Fragmento extraído

***

El momento culminante se produjo cuando a las hijas de Pacciani les llegó el turno de declarar. Toda la Toscana se pegó al televisor para escuchar sus testimonios.

Los florentinos nunca olvidarían la imagen de las dos hijas (una de las cuales había ingresado en un convento) sollozando mientras contaban, con espantosa minuciosidad, cómo habían sido violadas por su padre. Frente a los ojos del público pasó una imagen de la vida rural de la Toscana que nada tenía que ver con
Bajo el sol de la Toscana.
Las declaraciones de las hijas retrataban una familia donde las mujeres soportaban insultos, maltratos por embriaguez, palizas con palos y violencia sexual.

—Mi padre no quería tener hijas —explicó una de ellas, llorando—. Mamá sufrió un aborto involuntario y mi padre sabía que era un varón. Nos dijo: «Sois vosotras las que deberíais haber muerto, no él». En una ocasión nos hizo comer la carne de una marmota que había cazado para quitarle la piel. Nos pegaba cuando no queríamos acostarnos con él.

Nada de ello guardaba relación alguna con el Monstruo de Florencia. Cuando las preguntas apuntaron en esa dirección, las dos hijas fueron incapaces de recordar un solo hecho —una pistola, una mancha de sangre, una palabra imprudente de su padre pronunciada durante sus borracheras nocturnas— que pudiera relacionar a su padre con los dobles homicidios del Monstruo de Florencia.

***

Material proporcionado
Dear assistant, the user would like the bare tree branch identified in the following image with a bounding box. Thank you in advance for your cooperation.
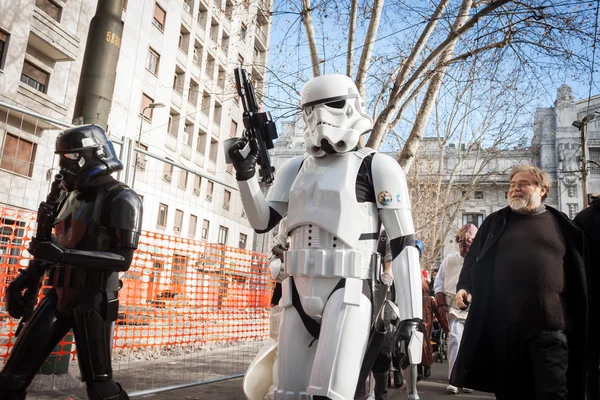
[356,0,384,99]
[346,0,358,78]
[301,0,321,76]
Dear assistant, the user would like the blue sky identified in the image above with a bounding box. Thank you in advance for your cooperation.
[266,0,600,148]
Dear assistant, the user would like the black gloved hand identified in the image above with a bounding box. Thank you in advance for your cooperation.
[6,261,44,318]
[228,138,258,181]
[394,318,427,369]
[29,241,64,264]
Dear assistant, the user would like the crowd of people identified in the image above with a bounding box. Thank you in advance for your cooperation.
[273,166,600,400]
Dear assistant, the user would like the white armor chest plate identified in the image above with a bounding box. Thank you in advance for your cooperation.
[287,152,376,247]
[284,150,379,279]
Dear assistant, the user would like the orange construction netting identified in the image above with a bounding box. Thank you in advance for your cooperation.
[0,206,274,361]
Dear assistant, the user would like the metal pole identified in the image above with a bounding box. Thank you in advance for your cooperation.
[579,123,588,208]
[129,374,244,398]
[128,106,150,190]
[73,0,123,129]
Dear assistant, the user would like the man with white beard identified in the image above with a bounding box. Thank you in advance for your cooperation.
[450,166,587,400]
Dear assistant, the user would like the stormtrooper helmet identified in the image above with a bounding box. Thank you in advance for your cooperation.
[55,125,123,190]
[302,75,373,157]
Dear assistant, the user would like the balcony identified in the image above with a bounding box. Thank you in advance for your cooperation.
[210,122,221,137]
[181,2,193,29]
[255,25,269,51]
[185,101,196,119]
[198,111,208,129]
[177,48,187,65]
[165,134,177,151]
[179,144,192,160]
[194,152,204,168]
[190,62,200,79]
[29,7,81,62]
[206,159,217,174]
[171,89,183,111]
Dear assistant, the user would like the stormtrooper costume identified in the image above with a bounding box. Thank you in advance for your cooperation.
[227,75,423,400]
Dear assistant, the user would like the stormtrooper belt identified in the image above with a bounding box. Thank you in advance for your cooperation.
[48,266,121,291]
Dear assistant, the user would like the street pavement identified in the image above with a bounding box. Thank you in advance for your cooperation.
[136,361,495,400]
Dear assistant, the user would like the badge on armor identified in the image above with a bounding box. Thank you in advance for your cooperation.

***

Tarea asignada
Reproduce literalmente el pasaje del fragmento extraído que empieza en "El momento culminante" y termina en "escuchar sus testimonios.", incluidos ambos extremos. Los datos no intervienen en esta tarea.

Solución del ejercicio
El momento culminante se produjo cuando a las hijas de Pacciani les llegó el turno de declarar. Toda la Toscana se pegó al televisor para escuchar sus testimonios.